As for process I'm finding in the L1 these want a surprisingly fine grind that I'd normally expect to use on a light/medium roast type bean and I'm using 16g in an 18g VST basket getting 30g out in about 25 seconds from first drip, ending up with oodles of crema, lots of body and big bold flavours


----------



## MarkyP (Jan 10, 2013)

Picked mine up from the parcelforce depot this morning... Thanks to ron, Milanski, coffee chap and coffee compass for the early Christmas presents!


----------



## 4085 (Nov 23, 2012)

Well, opened mine today. A large, lovely smelling and looking bean. Made an espresso, very nice, dark and earthy taste but I am not going to describe more than that as I am useless! I then made a cappuccino and for me, it was even better!


----------



## Daren (Jan 16, 2012)

I haven't opened mine yet. How dark did they come out dfk?


----------



## Daren (Jan 16, 2012)

▶ **Material provided**:

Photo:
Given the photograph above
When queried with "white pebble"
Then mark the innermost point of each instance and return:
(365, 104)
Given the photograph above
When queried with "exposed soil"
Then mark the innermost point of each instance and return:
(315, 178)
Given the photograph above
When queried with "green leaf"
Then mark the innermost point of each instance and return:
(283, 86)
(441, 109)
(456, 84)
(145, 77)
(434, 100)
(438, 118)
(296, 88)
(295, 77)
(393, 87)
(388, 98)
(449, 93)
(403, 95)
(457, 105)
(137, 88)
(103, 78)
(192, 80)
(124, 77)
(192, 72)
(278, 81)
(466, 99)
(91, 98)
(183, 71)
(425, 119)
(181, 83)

▶ **Requirement**: Extend the coffee forum thread above past the final line shown.

▶ **Answer to this exercise**:
dfk41 said:


> Well, opened mine today. A large, lovely smelling and looking bean. Made an espresso, very nice, dark and earthy taste but I am not going to describe more than that as I am useless! I then made a cappuccino and for me, it was even better!


Would you describe them as Christmasy?


----------



## Bigpikle (Oct 14, 2014)

Mrboots2u said:


> I've got a stash galore at the moment.. When I collect mine happy to send you one of my bags ...
> 
> + we got two each yeah?


If you still want to pass one on then just et me know what you want for it?

thanks again


----------



## 4085 (Nov 23, 2012)

They are a nice dark brown and very even. Not dark dark but certainly about right. I closed my eyes as I took my first sip and I was instantly transported away to Lapland.......


----------



## urbanbumpkin (Jan 30, 2013)

Land of Lapdancers!


----------



## Yes Row (Jan 23, 2013)

First go with these. 18g VST 28g out in 25s. These are nice I need to extend extraction time only a little I think. Really gloopy coffee with thick crema. Looking good!


----------



## Geordie Boy (Nov 26, 2012)

Finally got mine. Much appreciated behind-the-scenes efforts from Milanski and Coffee Compass to get it to me


----------



## Mrboots2u (May 10, 2013)

Bigpikle said:


> MrBoots - that would be amazing. You are a star. Let me know what you want for them.


Finally picked mine up.. Pm me I'll post when the Po is next open


----------



## Bigpikle (Oct 14, 2014)

thanks to MrBoots I got a bag of these today and they went straight into the grinder after a good clean.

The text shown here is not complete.